◆ How to complete this task: Go to the line that contains "Query: stream" and transcribe from there to the end of the entries, that line and the last one included.

◆ Material provided:
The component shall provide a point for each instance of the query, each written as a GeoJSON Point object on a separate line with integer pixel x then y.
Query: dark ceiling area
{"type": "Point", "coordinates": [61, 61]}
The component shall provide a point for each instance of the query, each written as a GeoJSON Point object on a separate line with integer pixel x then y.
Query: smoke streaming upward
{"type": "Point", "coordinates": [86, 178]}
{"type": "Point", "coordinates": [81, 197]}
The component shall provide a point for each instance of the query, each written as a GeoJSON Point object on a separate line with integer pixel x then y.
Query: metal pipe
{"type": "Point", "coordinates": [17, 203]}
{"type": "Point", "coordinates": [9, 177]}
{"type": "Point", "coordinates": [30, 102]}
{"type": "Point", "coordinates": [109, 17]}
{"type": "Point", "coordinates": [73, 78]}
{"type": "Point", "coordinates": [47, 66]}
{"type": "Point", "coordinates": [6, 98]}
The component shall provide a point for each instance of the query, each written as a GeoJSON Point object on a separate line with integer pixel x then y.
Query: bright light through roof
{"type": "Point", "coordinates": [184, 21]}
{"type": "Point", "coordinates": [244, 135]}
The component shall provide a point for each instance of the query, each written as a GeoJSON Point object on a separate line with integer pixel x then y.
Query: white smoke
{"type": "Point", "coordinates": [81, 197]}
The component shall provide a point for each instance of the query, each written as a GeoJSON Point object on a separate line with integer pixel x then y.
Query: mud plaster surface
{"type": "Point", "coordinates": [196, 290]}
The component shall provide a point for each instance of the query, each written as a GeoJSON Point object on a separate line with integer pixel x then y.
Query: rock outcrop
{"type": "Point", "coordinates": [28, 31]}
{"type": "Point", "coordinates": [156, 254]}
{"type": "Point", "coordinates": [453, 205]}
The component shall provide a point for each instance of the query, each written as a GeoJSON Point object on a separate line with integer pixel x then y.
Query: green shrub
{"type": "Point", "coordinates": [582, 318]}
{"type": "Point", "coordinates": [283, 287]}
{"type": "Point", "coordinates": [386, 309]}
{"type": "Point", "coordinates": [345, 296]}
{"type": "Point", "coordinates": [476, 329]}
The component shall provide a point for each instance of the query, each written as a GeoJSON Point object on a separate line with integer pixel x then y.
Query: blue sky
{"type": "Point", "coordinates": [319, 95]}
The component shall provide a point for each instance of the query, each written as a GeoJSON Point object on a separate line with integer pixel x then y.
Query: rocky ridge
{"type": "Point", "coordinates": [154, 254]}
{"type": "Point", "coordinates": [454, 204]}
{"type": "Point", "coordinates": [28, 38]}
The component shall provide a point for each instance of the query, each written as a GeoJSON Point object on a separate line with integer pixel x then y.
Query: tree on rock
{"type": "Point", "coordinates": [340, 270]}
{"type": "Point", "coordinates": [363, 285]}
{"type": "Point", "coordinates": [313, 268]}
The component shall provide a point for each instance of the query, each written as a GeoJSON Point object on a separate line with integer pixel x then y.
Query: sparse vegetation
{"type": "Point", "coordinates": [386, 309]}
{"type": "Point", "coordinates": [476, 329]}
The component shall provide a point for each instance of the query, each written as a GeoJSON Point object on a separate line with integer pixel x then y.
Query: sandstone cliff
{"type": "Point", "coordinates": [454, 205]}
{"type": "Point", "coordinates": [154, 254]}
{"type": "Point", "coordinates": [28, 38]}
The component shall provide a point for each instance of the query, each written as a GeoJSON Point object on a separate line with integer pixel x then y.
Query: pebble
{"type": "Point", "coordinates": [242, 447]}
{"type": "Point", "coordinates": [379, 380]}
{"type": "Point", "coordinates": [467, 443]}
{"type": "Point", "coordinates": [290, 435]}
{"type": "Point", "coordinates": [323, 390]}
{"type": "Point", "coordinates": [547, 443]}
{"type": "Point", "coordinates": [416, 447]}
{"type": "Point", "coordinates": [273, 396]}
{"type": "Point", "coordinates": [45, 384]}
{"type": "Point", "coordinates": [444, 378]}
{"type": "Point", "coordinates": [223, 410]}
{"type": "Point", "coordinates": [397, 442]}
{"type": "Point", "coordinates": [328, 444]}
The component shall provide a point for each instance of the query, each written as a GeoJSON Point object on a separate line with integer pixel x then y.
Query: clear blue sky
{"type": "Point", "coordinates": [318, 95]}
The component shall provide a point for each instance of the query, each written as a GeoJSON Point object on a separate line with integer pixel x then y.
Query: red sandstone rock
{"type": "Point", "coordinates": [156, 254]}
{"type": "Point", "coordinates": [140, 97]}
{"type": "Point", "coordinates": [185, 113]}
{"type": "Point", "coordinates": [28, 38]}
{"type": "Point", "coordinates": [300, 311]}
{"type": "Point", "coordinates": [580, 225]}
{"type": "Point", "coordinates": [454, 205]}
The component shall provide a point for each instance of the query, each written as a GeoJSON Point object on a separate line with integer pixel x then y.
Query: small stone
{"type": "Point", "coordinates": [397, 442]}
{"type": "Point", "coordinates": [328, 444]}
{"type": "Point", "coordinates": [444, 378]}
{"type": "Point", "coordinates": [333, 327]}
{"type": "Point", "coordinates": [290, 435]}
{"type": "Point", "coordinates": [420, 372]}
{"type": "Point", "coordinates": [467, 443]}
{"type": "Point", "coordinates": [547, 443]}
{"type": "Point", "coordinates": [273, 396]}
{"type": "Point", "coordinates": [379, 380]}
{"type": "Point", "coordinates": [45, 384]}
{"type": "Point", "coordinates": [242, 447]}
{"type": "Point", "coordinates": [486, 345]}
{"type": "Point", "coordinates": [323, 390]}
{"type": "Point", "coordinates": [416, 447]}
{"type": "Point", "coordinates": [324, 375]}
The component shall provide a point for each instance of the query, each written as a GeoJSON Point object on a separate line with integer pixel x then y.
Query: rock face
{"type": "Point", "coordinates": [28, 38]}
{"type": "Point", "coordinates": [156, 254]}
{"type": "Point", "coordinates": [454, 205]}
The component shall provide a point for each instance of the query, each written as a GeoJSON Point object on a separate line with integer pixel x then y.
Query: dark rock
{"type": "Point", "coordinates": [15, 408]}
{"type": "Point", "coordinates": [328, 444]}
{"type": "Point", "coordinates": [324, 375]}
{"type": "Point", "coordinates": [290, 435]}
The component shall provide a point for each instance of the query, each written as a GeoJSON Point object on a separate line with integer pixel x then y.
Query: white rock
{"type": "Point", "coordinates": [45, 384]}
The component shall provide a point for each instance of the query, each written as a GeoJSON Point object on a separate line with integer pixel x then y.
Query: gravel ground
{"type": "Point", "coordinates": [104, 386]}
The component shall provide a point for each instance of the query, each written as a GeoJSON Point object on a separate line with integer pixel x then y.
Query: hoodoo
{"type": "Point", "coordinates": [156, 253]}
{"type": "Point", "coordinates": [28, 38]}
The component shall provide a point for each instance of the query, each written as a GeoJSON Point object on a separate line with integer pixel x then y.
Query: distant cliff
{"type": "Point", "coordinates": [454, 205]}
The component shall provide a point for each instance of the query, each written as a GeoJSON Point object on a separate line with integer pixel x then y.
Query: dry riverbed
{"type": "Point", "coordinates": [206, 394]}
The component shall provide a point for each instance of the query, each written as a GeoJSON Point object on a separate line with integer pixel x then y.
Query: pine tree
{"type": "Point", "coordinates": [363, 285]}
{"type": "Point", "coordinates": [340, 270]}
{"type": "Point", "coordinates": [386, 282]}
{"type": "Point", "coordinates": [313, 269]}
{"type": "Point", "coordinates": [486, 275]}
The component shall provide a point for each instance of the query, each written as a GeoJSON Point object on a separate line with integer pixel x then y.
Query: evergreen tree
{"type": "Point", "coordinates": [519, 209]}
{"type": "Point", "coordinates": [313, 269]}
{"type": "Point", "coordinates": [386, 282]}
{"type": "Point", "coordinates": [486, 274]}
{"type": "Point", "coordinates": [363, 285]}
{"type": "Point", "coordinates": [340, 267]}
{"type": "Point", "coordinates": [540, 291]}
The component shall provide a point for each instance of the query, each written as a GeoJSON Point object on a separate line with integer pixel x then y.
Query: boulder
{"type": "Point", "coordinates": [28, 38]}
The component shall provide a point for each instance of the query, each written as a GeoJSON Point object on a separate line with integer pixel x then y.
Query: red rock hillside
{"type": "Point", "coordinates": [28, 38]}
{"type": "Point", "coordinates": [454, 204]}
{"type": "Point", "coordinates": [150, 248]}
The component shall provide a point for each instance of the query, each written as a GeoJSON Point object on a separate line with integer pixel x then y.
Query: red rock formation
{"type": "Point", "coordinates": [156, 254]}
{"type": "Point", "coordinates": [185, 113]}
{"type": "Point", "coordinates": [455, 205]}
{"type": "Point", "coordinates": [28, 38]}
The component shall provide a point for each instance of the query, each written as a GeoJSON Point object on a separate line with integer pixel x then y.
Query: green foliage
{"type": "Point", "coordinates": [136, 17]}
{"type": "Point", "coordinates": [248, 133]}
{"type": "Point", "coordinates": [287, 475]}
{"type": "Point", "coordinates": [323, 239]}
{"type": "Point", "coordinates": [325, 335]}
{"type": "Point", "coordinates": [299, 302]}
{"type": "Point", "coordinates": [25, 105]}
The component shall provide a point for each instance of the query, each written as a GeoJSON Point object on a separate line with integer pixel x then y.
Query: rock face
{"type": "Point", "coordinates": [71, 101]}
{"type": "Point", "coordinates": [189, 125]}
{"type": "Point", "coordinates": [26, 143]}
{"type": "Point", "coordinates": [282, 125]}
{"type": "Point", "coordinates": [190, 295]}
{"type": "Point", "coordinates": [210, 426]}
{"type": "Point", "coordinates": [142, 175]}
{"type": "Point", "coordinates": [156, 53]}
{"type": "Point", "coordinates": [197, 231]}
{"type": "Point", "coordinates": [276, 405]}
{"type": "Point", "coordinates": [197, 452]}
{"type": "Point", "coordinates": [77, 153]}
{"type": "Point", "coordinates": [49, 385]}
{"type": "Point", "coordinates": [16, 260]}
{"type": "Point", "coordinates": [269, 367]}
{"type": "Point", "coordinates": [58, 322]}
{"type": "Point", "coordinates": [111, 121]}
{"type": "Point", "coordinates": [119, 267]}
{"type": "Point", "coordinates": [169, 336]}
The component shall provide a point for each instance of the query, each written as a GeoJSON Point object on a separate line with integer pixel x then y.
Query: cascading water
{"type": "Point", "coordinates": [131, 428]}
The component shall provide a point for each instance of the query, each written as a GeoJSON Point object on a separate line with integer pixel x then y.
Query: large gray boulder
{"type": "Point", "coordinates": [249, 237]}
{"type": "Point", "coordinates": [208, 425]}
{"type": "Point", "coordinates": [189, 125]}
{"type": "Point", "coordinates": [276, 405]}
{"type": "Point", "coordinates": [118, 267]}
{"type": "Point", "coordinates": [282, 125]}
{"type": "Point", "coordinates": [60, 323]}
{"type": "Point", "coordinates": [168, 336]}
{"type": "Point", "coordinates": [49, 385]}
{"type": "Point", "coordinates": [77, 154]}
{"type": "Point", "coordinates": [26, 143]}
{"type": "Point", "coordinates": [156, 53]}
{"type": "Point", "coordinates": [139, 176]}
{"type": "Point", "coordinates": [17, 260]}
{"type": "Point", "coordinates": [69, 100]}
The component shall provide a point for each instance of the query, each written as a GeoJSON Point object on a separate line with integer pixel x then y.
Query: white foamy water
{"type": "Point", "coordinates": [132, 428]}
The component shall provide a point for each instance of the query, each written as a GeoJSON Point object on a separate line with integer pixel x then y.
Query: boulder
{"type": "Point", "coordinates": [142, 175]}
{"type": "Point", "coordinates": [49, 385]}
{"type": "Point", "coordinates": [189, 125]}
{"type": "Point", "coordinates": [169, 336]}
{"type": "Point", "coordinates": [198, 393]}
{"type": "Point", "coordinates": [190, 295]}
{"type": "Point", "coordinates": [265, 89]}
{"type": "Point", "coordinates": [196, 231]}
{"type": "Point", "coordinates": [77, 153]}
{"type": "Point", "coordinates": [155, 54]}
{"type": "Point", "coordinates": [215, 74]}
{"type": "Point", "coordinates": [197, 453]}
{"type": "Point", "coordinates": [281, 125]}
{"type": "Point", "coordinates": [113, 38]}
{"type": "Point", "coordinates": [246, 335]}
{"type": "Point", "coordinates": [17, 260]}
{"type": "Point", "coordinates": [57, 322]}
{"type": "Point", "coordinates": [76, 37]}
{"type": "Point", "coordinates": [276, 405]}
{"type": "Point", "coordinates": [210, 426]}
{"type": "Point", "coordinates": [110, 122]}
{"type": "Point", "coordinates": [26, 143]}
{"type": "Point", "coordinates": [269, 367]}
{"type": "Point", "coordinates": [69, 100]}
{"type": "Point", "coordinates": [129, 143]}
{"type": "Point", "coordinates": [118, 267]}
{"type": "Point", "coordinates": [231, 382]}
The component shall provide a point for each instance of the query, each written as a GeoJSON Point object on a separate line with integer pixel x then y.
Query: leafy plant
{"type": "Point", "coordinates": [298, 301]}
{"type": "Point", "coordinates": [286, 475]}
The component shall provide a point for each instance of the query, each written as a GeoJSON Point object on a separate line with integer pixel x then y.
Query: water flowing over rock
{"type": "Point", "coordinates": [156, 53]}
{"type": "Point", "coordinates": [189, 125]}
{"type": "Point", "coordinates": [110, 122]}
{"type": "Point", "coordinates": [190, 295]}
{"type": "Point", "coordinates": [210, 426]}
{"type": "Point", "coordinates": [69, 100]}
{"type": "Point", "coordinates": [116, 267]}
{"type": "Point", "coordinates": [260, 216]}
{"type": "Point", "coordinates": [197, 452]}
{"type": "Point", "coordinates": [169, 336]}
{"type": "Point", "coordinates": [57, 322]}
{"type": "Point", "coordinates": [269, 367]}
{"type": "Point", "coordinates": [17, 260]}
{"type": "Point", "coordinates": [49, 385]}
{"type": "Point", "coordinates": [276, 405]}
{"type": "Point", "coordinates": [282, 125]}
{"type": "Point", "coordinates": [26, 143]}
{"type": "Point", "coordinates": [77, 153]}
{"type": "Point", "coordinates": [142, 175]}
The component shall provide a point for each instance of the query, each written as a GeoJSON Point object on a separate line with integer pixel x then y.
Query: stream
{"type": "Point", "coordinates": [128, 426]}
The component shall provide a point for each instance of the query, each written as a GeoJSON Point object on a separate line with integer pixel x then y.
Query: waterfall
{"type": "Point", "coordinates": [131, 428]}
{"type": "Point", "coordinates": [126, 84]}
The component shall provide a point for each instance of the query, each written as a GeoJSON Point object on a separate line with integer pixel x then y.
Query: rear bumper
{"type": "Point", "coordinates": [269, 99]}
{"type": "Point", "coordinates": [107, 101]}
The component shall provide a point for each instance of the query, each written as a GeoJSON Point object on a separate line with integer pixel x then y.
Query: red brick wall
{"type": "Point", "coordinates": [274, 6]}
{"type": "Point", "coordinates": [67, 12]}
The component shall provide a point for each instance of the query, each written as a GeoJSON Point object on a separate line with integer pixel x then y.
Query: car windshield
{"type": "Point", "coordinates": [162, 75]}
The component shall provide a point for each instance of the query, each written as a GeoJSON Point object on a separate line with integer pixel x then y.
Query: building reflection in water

◆ The answer:
Query: stream
{"type": "Point", "coordinates": [128, 426]}
The component shall provide a point for each instance of the query, each written as a GeoJSON Point object on a separate line with integer pixel x then y.
Query: waterfall
{"type": "Point", "coordinates": [131, 428]}
{"type": "Point", "coordinates": [126, 84]}
The component shall provide a point for each instance of the query, each written as a GeoJSON Point object on a separate line with integer pixel x then y.
Query: rear bumper
{"type": "Point", "coordinates": [269, 99]}
{"type": "Point", "coordinates": [107, 101]}
The component shall provide a point for each instance of the query, each written as a GeoJSON Point object on a separate line with integer pixel x then y.
Query: red brick wall
{"type": "Point", "coordinates": [274, 6]}
{"type": "Point", "coordinates": [67, 12]}
The component shall provide a point for each instance of the query, each written as a GeoJSON Point object on a separate line with integer pixel x then y.
Query: car windshield
{"type": "Point", "coordinates": [162, 75]}
The component shall provide a point for each instance of the query, each written as a GeoJSON Point object on a separate line with integer pixel x then y.
Query: building reflection in water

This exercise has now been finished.